## EXCERPTED TEXT
A list of currently approved and used anti-myeloma therapies was derived from previously published clinical literature. Treatment with standard anti-myeloma chemotherapeutic regimens for each myeloma patient was assessed using a string search of each cancer therapy in the concept name and manually reviewed for correctness. Bone marrow transplantation/BMT (Hematopoietic Stem Cell Transplantation) was identified using SNOMED code 5960049, which included the vocabulary descendants of the SNOMED codes 42537745 (Bone Marrow Transplant present) and 23719005 (Transplantation of Bone Marrow).

Severity and outcome measures

For the purpose of this myeloma patient cohort study, the outcomes of interest were: all-cause mortality (including discharge to hospice) during the index encounter, as well as clinical indicators of severity requiring hospitalization (inpatient/emergency room/intensive care unit/ICU or intensive coronary care unit/ICCU visit), or use of mechanical ventilation (N3C Procedure Concept Set ID 179437741) or extracorporeal membrane oxygenation (ECMO; N3C Procedure Concept Set ID 415149730).

## TASK REQUIREMENTS
A: Can you quote the myeloma study excerpt word for word, starting at the words "For the purpose" and ending after the words "Set ID 415149730)."?
B: Do these statements agree with the myeloma study excerpt? Answer yes or no for each, and quote the deciding words. (i) Bone marrow transplantation was identified using SNOMED code 5960049. (ii) Discharge to hospice was excluded from all-cause mortality. (iii) Treatment with chemotherapeutic regimens was assessed by string search alone, without manual review.
The records have nothing to do with this.

[Saved data entries]
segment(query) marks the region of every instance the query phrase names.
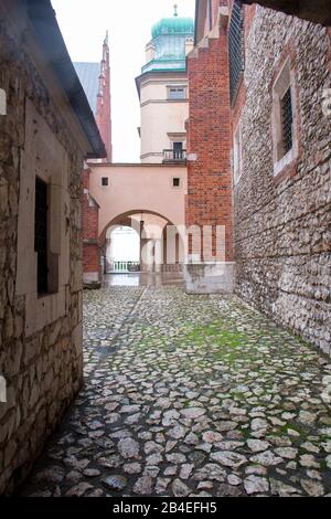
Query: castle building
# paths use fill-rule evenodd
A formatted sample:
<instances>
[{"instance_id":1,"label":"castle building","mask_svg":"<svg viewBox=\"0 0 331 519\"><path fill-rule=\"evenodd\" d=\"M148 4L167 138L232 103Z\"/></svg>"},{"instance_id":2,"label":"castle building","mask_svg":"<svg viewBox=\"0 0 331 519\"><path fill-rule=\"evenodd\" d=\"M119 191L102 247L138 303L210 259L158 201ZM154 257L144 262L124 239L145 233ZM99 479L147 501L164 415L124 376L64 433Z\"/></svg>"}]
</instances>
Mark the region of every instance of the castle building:
<instances>
[{"instance_id":1,"label":"castle building","mask_svg":"<svg viewBox=\"0 0 331 519\"><path fill-rule=\"evenodd\" d=\"M83 382L82 169L106 150L51 2L2 1L0 20L3 495Z\"/></svg>"},{"instance_id":2,"label":"castle building","mask_svg":"<svg viewBox=\"0 0 331 519\"><path fill-rule=\"evenodd\" d=\"M100 63L75 62L74 67L106 146L107 157L104 161L111 162L111 93L108 32L104 40Z\"/></svg>"},{"instance_id":3,"label":"castle building","mask_svg":"<svg viewBox=\"0 0 331 519\"><path fill-rule=\"evenodd\" d=\"M141 107L141 162L184 161L189 117L186 54L193 47L191 18L163 18L152 27L146 64L136 84Z\"/></svg>"},{"instance_id":4,"label":"castle building","mask_svg":"<svg viewBox=\"0 0 331 519\"><path fill-rule=\"evenodd\" d=\"M295 2L287 4L295 12ZM260 6L197 0L188 59L194 160L186 223L224 225L228 265L222 279L209 276L212 267L201 258L189 266L191 285L222 290L231 283L248 304L327 353L330 36L330 28Z\"/></svg>"}]
</instances>

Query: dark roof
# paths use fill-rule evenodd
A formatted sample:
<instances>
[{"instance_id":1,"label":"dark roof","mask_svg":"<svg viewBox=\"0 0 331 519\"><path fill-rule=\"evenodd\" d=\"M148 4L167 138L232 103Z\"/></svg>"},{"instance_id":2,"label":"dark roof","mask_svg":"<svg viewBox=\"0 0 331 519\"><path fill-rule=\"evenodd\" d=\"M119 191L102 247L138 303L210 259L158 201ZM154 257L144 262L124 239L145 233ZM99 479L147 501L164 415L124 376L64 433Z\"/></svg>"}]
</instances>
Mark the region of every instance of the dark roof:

## PROBLEM SOLUTIONS
A:
For the purpose of this myeloma patient cohort study, the outcomes of interest were: all-cause mortality (including discharge to hospice) during the index encounter, as well as clinical indicators of severity requiring hospitalization (inpatient/emergency room/intensive care unit/ICU or intensive coronary care unit/ICCU visit), or use of mechanical ventilation (N3C Procedure Concept Set ID 179437741) or extracorporeal membrane oxygenation (ECMO; N3C Procedure Concept Set ID 415149730).

B:
(i) Yes: "Bone marrow transplantation/BMT (Hematopoietic Stem Cell Transplantation) was identified using SNOMED code 5960049"
(ii) No: "all-cause mortality (including discharge to hospice)"
(iii) No: "assessed using a string search of each cancer therapy in the concept name and manually reviewed for correctness"